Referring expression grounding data
++++++++

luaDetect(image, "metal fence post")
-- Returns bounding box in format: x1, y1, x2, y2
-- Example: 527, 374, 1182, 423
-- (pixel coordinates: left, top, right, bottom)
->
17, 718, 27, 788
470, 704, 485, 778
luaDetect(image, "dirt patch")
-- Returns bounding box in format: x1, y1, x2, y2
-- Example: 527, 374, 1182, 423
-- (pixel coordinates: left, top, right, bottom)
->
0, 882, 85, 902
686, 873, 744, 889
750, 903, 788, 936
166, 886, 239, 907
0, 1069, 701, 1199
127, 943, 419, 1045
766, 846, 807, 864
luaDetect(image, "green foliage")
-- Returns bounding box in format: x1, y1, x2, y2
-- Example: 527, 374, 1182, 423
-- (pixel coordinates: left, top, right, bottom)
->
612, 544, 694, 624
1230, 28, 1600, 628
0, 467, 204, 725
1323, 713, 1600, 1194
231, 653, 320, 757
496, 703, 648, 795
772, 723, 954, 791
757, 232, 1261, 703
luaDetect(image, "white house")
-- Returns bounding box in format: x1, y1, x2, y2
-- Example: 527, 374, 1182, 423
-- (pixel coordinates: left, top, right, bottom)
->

++++++++

Problem:
What you need to do is repeat every record above exactly.

Solution for this task:
luaDetect(image, "metal fence post")
-- Returns bounding box in format: x1, y1, x2, y2
-- Example: 527, 374, 1182, 423
-- (pixel coordinates: left, top, right, bottom)
->
17, 718, 27, 788
470, 704, 485, 778
luaDetect(image, "dirt patch")
-- Returns bounding box in format: x1, y1, x2, y2
-- Example: 527, 374, 1182, 423
-- (pixel coordinates: left, top, right, bottom)
->
0, 882, 85, 902
686, 873, 744, 889
750, 903, 788, 936
166, 886, 239, 907
0, 1069, 701, 1199
127, 943, 419, 1045
766, 846, 807, 864
luaDetect(image, "green foliage")
-- Returns bounding box in format: x1, y1, x2, y2
-- Example: 527, 374, 1182, 423
-- (pixel coordinates: left, top, right, bottom)
->
612, 544, 694, 624
1230, 28, 1600, 628
0, 467, 204, 725
1323, 713, 1600, 1194
231, 653, 320, 757
496, 703, 648, 795
772, 723, 954, 791
757, 232, 1261, 703
luaDetect(image, "white house")
-- Returns bounding box in format: x1, y1, x2, y2
-- Example: 527, 374, 1182, 423
-- (pixel coordinates: left, top, right, bottom)
->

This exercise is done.